**Task:** Retype the data below in full, keeping every character as it is.

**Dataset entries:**
————

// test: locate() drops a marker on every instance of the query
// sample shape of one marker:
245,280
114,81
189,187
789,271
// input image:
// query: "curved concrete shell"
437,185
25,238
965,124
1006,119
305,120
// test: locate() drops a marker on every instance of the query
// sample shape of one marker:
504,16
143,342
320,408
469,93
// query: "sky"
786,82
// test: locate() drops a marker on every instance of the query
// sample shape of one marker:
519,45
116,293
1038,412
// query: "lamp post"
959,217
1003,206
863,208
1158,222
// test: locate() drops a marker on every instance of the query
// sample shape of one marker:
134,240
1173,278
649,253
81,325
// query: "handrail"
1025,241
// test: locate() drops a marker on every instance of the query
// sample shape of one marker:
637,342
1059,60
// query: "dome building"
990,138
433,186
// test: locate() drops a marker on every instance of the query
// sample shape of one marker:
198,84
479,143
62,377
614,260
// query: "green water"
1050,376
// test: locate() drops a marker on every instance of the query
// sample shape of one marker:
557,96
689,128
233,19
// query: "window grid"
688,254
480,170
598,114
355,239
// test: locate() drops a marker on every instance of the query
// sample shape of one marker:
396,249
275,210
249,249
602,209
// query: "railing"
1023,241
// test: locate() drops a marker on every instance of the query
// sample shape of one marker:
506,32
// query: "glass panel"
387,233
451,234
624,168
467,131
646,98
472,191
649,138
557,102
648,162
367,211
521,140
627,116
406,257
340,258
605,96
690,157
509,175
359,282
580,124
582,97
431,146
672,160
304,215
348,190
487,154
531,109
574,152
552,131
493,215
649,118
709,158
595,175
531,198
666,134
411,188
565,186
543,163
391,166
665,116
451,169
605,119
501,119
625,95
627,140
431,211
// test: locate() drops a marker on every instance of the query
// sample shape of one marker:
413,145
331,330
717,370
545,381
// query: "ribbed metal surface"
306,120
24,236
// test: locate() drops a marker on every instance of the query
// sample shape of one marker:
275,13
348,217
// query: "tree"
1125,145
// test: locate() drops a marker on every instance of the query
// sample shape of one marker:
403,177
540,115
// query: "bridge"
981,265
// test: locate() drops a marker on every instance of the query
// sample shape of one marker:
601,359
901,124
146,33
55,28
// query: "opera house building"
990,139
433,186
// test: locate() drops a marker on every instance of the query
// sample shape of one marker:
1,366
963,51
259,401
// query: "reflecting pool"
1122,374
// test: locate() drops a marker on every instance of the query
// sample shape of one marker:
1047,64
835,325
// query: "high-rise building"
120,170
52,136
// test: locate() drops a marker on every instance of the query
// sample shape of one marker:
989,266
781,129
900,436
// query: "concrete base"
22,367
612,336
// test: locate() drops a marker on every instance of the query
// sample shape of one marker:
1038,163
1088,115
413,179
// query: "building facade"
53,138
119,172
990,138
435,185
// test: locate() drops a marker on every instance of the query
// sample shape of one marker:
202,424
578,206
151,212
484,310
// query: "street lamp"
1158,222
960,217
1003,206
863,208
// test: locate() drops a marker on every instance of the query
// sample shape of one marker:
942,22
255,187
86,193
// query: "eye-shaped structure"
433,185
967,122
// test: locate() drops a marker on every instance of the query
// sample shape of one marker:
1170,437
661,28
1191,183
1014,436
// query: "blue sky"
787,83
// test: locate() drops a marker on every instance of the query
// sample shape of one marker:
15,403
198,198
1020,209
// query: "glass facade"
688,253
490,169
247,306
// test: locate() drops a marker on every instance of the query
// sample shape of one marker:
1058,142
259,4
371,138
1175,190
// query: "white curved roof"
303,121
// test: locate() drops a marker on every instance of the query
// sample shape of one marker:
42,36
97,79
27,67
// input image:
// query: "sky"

————

**Answer to the exercise:**
// test: locate() drops a marker on every instance of the query
// sample shape of one marker:
245,280
114,81
189,187
789,271
// input image:
// query: "curved concrete shell"
437,185
25,238
965,124
1006,119
305,120
// test: locate() drops a marker on every instance of the query
// sample shape of one marker:
504,16
143,342
320,408
469,93
// query: "sky"
786,82
// test: locate() drops a marker on every instance of the query
// sample shape of one marker:
519,45
116,293
1038,412
// query: "lamp post"
959,217
1003,206
863,208
1158,222
// test: locate() drops a marker on every instance of the query
// sample shape of one marker:
134,240
1173,278
649,253
81,325
// query: "handrail"
1025,241
// test: locate() drops a marker on every instance of the query
// sample shape of one marker:
637,342
1059,60
// query: "dome building"
990,138
433,186
// test: locate() drops a marker on every instance of the query
// sample shape of one marker:
198,84
479,143
62,377
614,260
// query: "green water"
1050,376
// test: locate() drops a marker on every instance of the query
// sample shape of one marker:
557,96
689,128
233,19
// query: "window grid"
688,254
480,170
598,114
355,239
// test: locate() drops a marker on every instance of the query
// sample shape of one marker:
396,249
275,210
249,249
602,209
// query: "railing"
1023,241
// test: locate() drops a marker on every instance of the query
// sample shape of one marker:
506,32
// query: "glass panel"
387,233
451,234
624,168
467,131
646,98
472,191
649,138
557,102
648,162
367,211
521,140
627,116
406,257
340,258
605,96
690,157
509,175
359,282
580,124
582,97
431,146
672,160
304,215
348,190
487,154
531,109
574,152
552,131
493,215
649,118
709,158
595,175
531,198
666,134
411,188
565,186
543,163
391,166
665,116
451,169
605,119
501,119
625,95
627,140
431,211
// test: locate() drops a marker on every instance of the query
// sample shape of one marker:
413,145
331,330
717,370
545,381
// query: "ribbed metal surface"
306,120
24,236
// test: locate() drops a marker on every instance of the query
// sample shape of one marker:
275,13
348,217
// query: "tree"
1125,145
// test: locate() drops a marker on every instance of the query
// sample shape of one marker:
403,177
540,115
// query: "bridge"
981,265
// test: locate() drops a marker on every instance of the query
// sample shape of one marker:
601,359
901,124
146,33
55,28
// query: "opera house building"
990,139
433,186
// test: locate() drops a marker on every instance of the query
// sample shape of one marker:
1,366
963,51
259,401
// query: "reflecting pool"
1122,374
// test: locate() drops a marker on every instance of the query
// sample shape of one marker:
1047,64
835,325
// query: "high-rise building"
120,170
52,136
// test: locate() drops a marker on every instance of the query
// sample shape of one marker:
989,266
781,129
900,436
// query: "concrete base"
22,367
612,336
// test: locate() drops a marker on every instance of the query
// sample shape of one marker:
1038,163
1088,115
413,179
// query: "building facade"
53,138
119,172
990,138
435,185
// test: locate() drops a marker on every instance of the query
// sample shape of one marker:
202,424
578,206
151,212
484,310
// query: "street lamp"
1158,222
960,217
1003,206
863,208
// test: locate() drops a marker on every instance of the query
// sample shape of one marker:
942,22
255,187
86,193
// query: "eye-shaped structure"
433,185
967,122
// test: locate() drops a marker on every instance of the query
// sample shape of one marker:
1170,437
661,28
1191,183
1014,436
// query: "blue sky"
787,83
// test: locate() drops a marker on every instance of the query
// sample shape of one marker:
15,403
198,198
1020,209
// query: "glass facade"
688,253
490,169
247,306
// test: locate() drops a marker on every instance of the query
// sample shape of one marker:
1058,142
259,4
371,138
1175,190
// query: "white curved roof"
303,121
// test: locate() drops a marker on every instance of the query
// sample shape of one marker:
42,36
97,79
27,67
// input image:
// query: "sky"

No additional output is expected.